#### Page excerpt
-- -- --
So, Mr. President, where are we?
The Senate Finance Committee is engaged in a bipartisan effort to reform our nation’s tax code and bring some sense of sanity to our nation’s tax system. Chairman Baucus and I have asked our colleagues to assist us in this effort by sharing their views on what elements of the current tax code should be preserved.
I want to thank my Republican colleagues on the Finance Committee for their input thus far. I have been meeting with them individually on this issue and have really appreciated their thoughtful comments and advice.
While I remain hopeful that we’ll be able to move on tax reform this year, I am disheartened by comments I’ve heard from my friends on the other side of the aisle. Indeed, many of my Democratic colleagues have stated that they’re unwilling to engage in tax reform without assurances that it will include another massive tax increase.
Once again, their message to the American people is that we have to keep the current system – which virtually everyone in the country agrees is a problem – unless Republicans agree to higher taxes.
They want to hold simplicity in the tax code hostage to demands for even more taxes.
They want to hold efficiency in the economy, which stimulates growth and creates jobs, hostage to demands for the second tax hike of the year in order to pay for more spending and expand government even further.
They want to hold competitiveness of our businesses at home and around the globe hostage to demands that flow-through businesses face yet another tax hike, even after having been hit already at the start of this year.
My colleagues insist that their demands for higher taxes are all about deficit reduction. But, let’s face it, if deficit reduction were the real goal, entitlement reform would also be on the table. After all, that is where the money is. That is where we have a chance to really reduce the deficit.
But, Mr. President, entitlement reform is not on the table. Despite the stated desire of President Obama and a number of congressional Democrats for grand bargain on deficit reduction, when the rubber meets the road, they simply aren’t willing to engage in a real discussion about entitlement reform.
Sure, they’ll talk about cuts to providers and other cosmetic changes to these programs. And, they’ll talk about modifying cost-of-living adjustments in Social Security if they get hundreds of billions of new tax revenue in return. But, at the end of the day, structural entitlement reforms simply aren’t part of their deficit reduction equation.
Despite many claims to the contrary, Republicans are willing to continue to engage, as they have in the past, in a bipartisan grand bargain for deficit reduction.
Ask Senators Crapo, Coburn and former Senator Gregg. They voted for Bowles-Simpson.
Oddly enough, the remaining sitting Democratic Senator who voted for Bowles-Simpson has walked back from the entitlement reform concessions he made and has, instead, focused on calls for more and more revenues.
-- -- --
Saved entries
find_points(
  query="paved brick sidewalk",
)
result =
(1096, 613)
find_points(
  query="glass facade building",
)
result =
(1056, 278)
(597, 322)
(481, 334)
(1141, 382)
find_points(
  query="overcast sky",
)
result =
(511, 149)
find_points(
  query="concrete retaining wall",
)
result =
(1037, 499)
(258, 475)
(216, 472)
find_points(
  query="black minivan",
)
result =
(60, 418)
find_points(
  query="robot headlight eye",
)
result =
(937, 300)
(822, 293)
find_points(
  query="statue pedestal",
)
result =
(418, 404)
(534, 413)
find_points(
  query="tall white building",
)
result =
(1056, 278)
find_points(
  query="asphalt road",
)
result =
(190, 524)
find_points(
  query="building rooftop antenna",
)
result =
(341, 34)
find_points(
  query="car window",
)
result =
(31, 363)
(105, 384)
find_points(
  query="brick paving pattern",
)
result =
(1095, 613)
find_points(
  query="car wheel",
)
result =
-- -- --
#### What you should do
The tax reform speech says Democrats want to hold several things hostage to demands for more taxes. List each of them. The saved entries come from a separate source and have no connection to the speech.

#### Output for this task
- Simplicity in the tax code
- Efficiency in the economy
- Competitiveness of our businesses at home and around the globe